#### WORK ORDER:
The required output is the exact run of lines in the listing below from the line holding "Expected behaviour: a marker sits on the dark blue" through the line holding "Expected behaviour: a marker sits on the stone fountain, one", with no pictures.

#### DATA FOR PROCESSING:
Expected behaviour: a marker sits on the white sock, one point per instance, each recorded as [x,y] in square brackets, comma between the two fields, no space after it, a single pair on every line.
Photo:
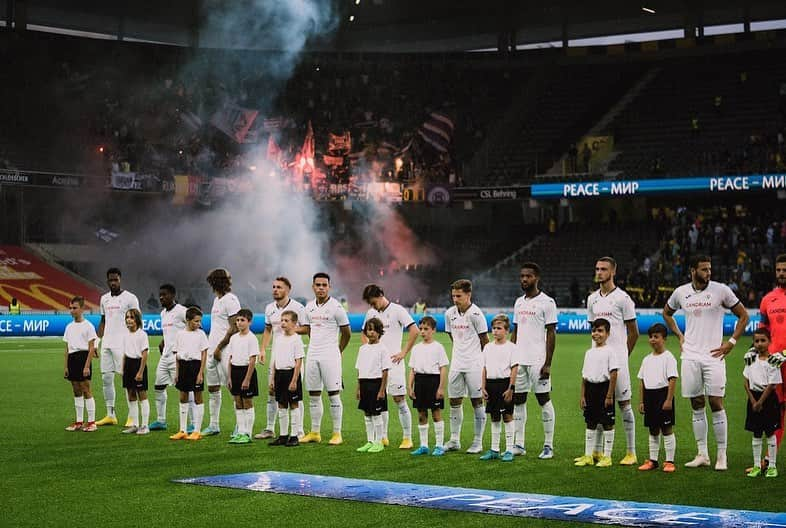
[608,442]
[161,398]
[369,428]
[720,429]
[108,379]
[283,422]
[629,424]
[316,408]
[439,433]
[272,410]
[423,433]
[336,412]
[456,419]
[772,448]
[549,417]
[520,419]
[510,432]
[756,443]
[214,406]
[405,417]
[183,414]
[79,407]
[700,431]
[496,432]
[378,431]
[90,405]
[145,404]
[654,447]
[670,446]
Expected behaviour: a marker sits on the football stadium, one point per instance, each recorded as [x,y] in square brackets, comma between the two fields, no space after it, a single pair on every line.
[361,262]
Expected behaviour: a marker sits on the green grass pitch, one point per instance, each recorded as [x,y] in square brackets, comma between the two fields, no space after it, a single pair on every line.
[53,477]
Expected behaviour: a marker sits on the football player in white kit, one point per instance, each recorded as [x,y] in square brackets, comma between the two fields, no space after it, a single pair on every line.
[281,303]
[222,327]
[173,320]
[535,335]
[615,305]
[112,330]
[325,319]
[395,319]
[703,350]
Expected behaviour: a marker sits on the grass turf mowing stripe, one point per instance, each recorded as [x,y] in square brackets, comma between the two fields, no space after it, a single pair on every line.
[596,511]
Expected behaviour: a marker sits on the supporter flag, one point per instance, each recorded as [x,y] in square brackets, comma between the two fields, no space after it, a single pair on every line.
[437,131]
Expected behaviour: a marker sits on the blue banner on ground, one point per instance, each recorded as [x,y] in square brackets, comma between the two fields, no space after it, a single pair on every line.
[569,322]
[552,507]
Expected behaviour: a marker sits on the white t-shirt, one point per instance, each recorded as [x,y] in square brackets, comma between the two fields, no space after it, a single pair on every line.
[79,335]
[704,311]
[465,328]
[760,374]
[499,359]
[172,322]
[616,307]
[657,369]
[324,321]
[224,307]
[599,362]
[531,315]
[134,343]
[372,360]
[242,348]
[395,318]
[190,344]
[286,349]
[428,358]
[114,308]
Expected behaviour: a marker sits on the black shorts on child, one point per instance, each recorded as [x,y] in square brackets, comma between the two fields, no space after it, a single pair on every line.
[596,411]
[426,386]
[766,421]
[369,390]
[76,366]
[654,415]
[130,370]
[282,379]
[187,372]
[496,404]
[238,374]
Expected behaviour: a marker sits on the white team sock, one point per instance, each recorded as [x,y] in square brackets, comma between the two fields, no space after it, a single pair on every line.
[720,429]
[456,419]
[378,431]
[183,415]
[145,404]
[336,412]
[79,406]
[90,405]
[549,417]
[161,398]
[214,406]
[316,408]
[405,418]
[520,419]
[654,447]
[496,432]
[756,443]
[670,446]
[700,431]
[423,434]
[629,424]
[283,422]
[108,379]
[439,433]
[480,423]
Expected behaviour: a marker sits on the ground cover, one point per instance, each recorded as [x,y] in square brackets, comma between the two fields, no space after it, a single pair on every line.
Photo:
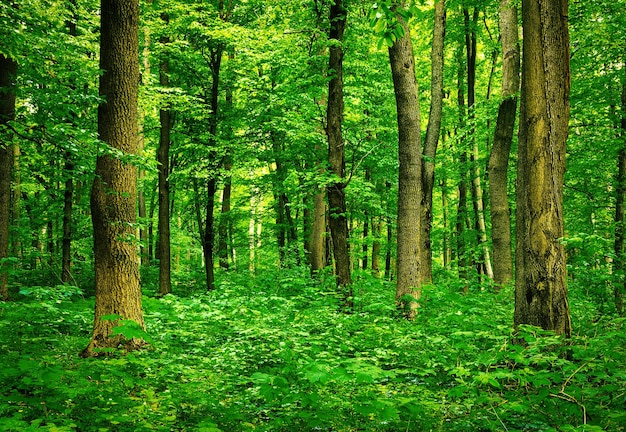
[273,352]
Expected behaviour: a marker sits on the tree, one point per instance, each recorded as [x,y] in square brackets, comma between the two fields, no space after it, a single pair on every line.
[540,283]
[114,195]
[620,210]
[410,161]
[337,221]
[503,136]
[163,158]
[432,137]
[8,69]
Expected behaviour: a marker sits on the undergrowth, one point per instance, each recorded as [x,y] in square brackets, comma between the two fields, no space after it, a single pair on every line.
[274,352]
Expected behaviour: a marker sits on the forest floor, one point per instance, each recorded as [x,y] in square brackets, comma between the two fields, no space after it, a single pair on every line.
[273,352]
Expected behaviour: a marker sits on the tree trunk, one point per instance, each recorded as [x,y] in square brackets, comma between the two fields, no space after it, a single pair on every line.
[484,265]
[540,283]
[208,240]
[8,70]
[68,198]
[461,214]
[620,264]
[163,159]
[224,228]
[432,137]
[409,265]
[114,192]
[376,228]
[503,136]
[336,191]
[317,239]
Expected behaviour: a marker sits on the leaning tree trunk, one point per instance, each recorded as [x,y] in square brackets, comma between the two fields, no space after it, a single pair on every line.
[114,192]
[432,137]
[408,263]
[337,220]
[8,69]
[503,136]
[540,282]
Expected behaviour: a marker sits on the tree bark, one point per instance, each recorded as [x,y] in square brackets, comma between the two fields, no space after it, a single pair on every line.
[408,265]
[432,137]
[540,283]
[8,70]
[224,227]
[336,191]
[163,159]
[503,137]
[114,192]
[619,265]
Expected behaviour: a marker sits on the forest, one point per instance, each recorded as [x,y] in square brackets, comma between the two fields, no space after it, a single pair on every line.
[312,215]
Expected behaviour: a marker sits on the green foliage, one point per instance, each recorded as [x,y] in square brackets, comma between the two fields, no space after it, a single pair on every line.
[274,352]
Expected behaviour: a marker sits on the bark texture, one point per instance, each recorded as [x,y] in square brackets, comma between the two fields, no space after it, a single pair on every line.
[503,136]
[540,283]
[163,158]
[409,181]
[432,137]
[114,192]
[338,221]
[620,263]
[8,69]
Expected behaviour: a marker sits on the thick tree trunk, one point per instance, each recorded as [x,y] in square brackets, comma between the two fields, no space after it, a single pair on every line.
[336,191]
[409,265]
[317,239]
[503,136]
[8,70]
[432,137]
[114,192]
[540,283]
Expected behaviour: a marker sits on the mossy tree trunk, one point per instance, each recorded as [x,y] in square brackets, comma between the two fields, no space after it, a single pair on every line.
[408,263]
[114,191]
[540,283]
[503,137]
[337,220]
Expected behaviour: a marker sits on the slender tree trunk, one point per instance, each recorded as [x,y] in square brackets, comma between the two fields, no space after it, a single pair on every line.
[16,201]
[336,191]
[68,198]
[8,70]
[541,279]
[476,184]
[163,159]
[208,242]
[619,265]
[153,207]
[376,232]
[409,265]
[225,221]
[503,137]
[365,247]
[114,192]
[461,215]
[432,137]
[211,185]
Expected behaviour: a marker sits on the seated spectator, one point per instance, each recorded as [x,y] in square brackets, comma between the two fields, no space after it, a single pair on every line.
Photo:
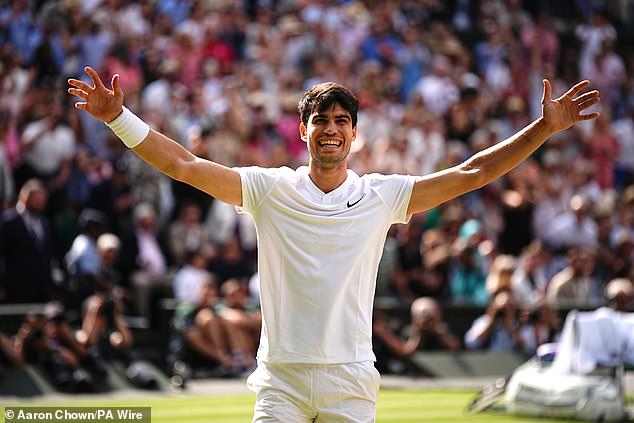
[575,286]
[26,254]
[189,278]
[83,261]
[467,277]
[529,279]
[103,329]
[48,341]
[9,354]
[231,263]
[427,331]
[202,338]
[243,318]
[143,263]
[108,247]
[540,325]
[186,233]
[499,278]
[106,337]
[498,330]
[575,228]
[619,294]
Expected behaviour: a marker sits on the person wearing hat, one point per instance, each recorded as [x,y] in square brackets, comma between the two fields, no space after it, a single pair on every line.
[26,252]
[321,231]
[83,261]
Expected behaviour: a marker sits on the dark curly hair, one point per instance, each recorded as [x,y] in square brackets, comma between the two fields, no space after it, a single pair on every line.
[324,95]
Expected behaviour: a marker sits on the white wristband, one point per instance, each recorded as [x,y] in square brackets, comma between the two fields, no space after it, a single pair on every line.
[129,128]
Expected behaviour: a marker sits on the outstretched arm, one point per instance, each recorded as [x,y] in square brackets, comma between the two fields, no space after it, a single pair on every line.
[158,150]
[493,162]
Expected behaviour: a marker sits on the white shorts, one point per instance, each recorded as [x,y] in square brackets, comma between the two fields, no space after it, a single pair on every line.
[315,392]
--
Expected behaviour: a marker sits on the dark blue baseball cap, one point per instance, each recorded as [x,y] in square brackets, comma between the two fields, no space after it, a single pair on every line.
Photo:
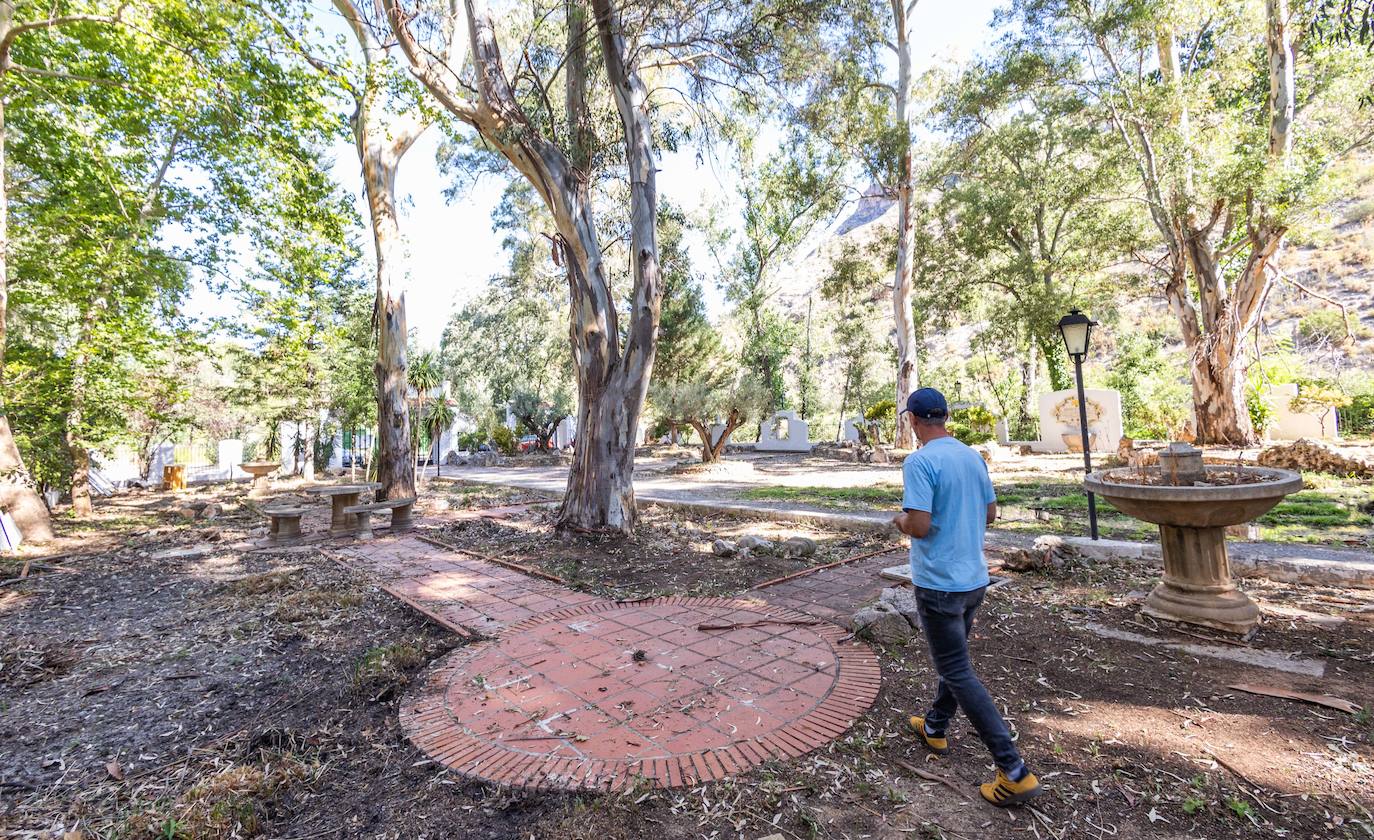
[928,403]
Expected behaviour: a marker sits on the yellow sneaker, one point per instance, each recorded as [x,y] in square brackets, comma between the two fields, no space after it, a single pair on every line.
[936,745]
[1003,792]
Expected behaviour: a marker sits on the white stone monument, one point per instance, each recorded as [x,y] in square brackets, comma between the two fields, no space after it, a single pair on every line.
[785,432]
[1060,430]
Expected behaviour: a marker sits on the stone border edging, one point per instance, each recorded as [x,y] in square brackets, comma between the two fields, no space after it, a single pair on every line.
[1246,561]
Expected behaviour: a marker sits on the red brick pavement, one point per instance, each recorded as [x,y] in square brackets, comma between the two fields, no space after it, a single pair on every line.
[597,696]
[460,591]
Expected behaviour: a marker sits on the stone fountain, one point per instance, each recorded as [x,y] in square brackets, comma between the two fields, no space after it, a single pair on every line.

#### RESPONSE BELOW:
Expected behaviour: a marker sits on the dark blue baseball cap, one point per instance, each recorded as [x,y] in square brackets, comma between the two fields, no space after it, a single pair on every line.
Photo:
[928,403]
Expected behaviour: a marker sits on the yellow sneaker, one point per instance, each recorded as [x,y] in square brackets, comma between the two fields, no space after it, a single pair on every line.
[936,745]
[1003,792]
Expected behaviour: a marker sits on the white stone monument, one point per instance, each recorded as [x,y] in square brackets, comma between the two fields, no space after it, a single pair on every line.
[785,432]
[1060,430]
Expected behaviour: a marker sits on the stone border edging, one point per instance, each recorded as [x,y] in square brackets, comma between the two fields, no space after it, a single pair on every line.
[1246,561]
Expected behaviour: a marker sits on the red brick pavement, one point per instance, each recorded as [x,y] in square brackets, comma between the two fields, no space after it, a single pair on every line.
[597,696]
[460,591]
Expected behaviour: a marker sits on the stone fountain, one point per instance, each recorded as [x,y] in square brackets, comma between the two fields, no space after it, a single pair on every line.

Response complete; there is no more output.